• _WHAT YOU NEED TO DO_
Reproduce the material below word for word, omitting the pictures.

• _SUPPLIED INFORMATION_
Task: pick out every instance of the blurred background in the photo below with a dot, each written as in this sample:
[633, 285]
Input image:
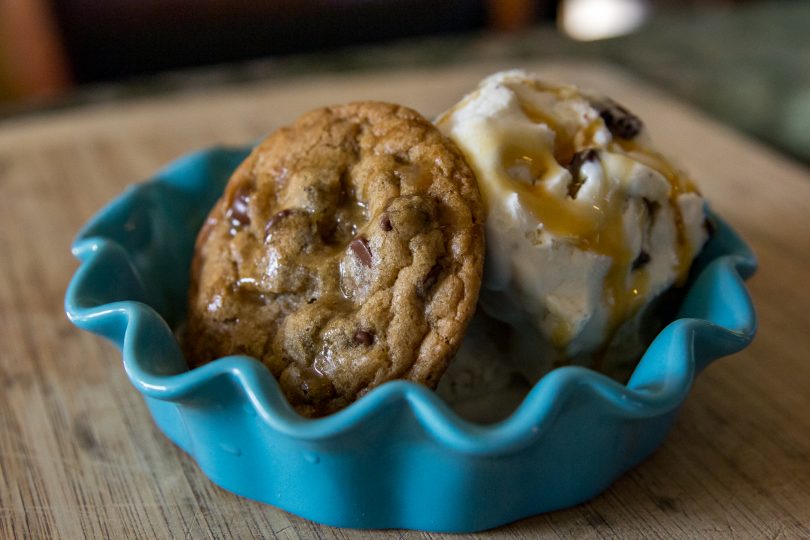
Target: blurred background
[746, 62]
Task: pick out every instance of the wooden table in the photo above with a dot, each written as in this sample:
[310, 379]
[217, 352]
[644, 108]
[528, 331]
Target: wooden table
[80, 456]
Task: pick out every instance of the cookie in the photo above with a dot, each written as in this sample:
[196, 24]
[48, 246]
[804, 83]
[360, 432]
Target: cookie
[346, 251]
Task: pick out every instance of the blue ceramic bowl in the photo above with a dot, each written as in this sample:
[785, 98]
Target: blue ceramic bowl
[398, 457]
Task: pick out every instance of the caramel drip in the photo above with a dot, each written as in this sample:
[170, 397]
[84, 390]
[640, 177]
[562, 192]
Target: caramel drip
[597, 228]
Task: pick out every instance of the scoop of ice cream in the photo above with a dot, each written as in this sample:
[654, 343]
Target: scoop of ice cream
[586, 224]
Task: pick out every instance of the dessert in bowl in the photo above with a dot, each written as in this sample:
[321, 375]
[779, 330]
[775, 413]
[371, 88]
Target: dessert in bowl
[398, 456]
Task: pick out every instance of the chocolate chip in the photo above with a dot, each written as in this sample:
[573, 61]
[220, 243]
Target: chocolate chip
[577, 161]
[429, 280]
[361, 250]
[385, 222]
[277, 217]
[621, 122]
[238, 212]
[651, 206]
[363, 337]
[641, 261]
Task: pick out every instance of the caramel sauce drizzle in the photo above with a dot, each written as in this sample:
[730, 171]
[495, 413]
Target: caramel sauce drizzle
[596, 228]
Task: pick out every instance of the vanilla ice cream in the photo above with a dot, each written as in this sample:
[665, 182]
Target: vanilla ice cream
[586, 224]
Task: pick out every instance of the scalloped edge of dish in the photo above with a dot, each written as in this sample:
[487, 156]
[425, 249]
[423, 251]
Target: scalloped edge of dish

• _RESULT BELOW_
Task: pick out every instance of the blurred background in the photo below with a dot, each written as in this sample:
[633, 285]
Input image:
Target: blurred background
[746, 62]
Task: pick out every instance of the wooden table in the photo above with a dot, each written as in this sample:
[310, 379]
[217, 352]
[644, 108]
[528, 331]
Target: wooden table
[80, 456]
Task: pick out every instance of the cookie in the photo above with a dot, each written as in this sample:
[196, 24]
[48, 246]
[804, 83]
[360, 432]
Target: cookie
[346, 251]
Task: pick out every instance of the blue ceramic bowl in the photo above with a dot, each written as in this sample:
[785, 98]
Target: blue ceramic bowl
[398, 457]
Task: pick out every instance of the caramel drip in the photo above with a dot, each written as in this sample:
[170, 397]
[84, 390]
[640, 177]
[562, 192]
Target: caramel drip
[597, 228]
Task: pick out every instance of the scoop of ice cream in the photo above with a dot, each written as in this sample:
[654, 343]
Target: scoop of ice cream
[586, 224]
Task: pick out every instance of the dessert in bowl in the photo above with a dot, each written as in this sample:
[321, 375]
[779, 330]
[775, 413]
[371, 88]
Target: dessert in bowl
[398, 456]
Task: pick out every instance of the chocolate chip in the photo above with a dot, each written as in this sample:
[573, 61]
[220, 243]
Target: chocolate chip
[577, 161]
[429, 280]
[361, 250]
[385, 222]
[277, 217]
[621, 122]
[238, 212]
[651, 206]
[363, 337]
[641, 261]
Task: pick out every instance of the caramel sauce drizzle in the photo above with a dot, each written as in this sample:
[730, 171]
[495, 413]
Target: caramel sauce drizzle
[596, 228]
Task: pick out every instance of the vanilla ice cream in the photo above with a dot, each written as in this sample:
[665, 182]
Target: vanilla ice cream
[586, 224]
Task: pick out every instance of the scalloped edge of dish in the photo above with a dot, each written as in this sample:
[487, 156]
[425, 249]
[423, 251]
Target: scalloped edge of dish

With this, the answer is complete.